ASSIGNMENT | Each line in the listing below that holds "rocky" should be counted; reply with that number only.

DATA |
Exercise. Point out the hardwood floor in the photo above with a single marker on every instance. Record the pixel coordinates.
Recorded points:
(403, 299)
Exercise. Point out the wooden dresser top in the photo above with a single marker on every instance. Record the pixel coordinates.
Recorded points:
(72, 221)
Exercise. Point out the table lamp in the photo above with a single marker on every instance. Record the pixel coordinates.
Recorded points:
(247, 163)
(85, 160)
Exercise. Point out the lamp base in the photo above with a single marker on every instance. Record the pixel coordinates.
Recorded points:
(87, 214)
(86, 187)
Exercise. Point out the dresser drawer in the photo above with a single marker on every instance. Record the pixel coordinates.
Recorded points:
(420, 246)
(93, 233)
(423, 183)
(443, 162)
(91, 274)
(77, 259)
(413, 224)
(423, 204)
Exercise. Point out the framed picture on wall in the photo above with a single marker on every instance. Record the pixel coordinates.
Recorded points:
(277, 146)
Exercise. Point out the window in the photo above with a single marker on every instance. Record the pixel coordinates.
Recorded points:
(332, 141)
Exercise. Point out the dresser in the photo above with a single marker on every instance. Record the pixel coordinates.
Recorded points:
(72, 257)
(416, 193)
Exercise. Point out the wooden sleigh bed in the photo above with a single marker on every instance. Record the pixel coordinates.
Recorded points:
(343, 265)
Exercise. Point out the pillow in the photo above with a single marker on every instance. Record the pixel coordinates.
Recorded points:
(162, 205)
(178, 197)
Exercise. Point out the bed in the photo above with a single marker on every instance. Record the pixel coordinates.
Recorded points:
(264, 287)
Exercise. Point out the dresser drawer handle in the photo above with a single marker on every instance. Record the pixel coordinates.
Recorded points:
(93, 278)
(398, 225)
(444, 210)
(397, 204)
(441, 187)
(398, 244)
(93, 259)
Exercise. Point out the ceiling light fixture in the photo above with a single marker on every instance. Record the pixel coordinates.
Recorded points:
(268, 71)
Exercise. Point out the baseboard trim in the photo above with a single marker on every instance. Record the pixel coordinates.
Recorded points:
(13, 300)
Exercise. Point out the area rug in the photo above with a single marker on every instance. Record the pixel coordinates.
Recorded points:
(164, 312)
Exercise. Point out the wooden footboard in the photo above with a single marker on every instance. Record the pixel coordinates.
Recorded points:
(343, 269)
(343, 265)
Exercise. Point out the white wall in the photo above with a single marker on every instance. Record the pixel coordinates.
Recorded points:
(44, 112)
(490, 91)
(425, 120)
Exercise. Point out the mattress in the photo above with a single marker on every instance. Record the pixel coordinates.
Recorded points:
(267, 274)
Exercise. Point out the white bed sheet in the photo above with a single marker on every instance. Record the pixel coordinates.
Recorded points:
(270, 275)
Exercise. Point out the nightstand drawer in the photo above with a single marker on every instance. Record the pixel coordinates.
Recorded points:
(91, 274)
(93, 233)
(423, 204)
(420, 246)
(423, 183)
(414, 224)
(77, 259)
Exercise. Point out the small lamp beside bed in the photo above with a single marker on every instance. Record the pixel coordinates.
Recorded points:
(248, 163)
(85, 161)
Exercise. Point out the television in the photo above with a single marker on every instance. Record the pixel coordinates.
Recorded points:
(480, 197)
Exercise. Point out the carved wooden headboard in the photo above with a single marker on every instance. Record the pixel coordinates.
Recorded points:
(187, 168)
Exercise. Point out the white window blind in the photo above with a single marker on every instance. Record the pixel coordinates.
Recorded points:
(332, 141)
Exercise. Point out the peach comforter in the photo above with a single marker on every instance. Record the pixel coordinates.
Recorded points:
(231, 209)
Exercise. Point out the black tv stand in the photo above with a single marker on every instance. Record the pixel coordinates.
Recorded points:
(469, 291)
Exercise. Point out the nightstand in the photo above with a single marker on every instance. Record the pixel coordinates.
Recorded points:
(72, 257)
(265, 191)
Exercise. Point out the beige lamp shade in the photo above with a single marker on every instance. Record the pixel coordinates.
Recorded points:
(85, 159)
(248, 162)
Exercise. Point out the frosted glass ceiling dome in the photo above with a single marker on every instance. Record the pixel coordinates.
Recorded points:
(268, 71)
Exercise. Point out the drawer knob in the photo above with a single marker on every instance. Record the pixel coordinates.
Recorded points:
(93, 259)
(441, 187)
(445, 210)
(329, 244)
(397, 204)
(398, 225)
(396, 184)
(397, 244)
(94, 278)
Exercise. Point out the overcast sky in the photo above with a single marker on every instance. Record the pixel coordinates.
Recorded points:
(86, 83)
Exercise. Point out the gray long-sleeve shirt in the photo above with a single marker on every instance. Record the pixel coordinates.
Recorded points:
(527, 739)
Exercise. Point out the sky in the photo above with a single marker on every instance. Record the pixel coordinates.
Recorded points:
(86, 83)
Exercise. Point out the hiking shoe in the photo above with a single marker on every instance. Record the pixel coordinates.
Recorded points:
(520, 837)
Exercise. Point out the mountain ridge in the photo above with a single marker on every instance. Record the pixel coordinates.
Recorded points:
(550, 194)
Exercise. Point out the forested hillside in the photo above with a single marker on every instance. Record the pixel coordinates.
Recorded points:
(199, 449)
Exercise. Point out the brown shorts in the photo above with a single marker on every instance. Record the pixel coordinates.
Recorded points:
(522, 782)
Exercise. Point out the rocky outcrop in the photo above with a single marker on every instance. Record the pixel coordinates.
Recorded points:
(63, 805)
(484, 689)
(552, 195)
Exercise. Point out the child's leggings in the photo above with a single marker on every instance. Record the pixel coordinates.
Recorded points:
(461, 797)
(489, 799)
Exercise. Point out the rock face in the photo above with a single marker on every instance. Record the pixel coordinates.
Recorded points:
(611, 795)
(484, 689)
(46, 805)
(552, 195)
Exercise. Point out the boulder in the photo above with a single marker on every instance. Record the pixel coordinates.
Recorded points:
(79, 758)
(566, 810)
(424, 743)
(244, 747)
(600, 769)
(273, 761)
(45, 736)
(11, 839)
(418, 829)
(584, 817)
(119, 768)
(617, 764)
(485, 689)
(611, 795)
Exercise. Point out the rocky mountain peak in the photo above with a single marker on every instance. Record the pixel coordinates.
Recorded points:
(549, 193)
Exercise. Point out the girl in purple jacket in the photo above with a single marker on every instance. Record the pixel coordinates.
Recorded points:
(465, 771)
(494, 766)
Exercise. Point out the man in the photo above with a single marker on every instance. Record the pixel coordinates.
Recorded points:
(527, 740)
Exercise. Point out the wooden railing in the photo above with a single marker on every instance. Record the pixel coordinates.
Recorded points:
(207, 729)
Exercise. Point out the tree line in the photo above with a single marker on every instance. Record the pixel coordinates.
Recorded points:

ANSWER TO THIS EXERCISE | 2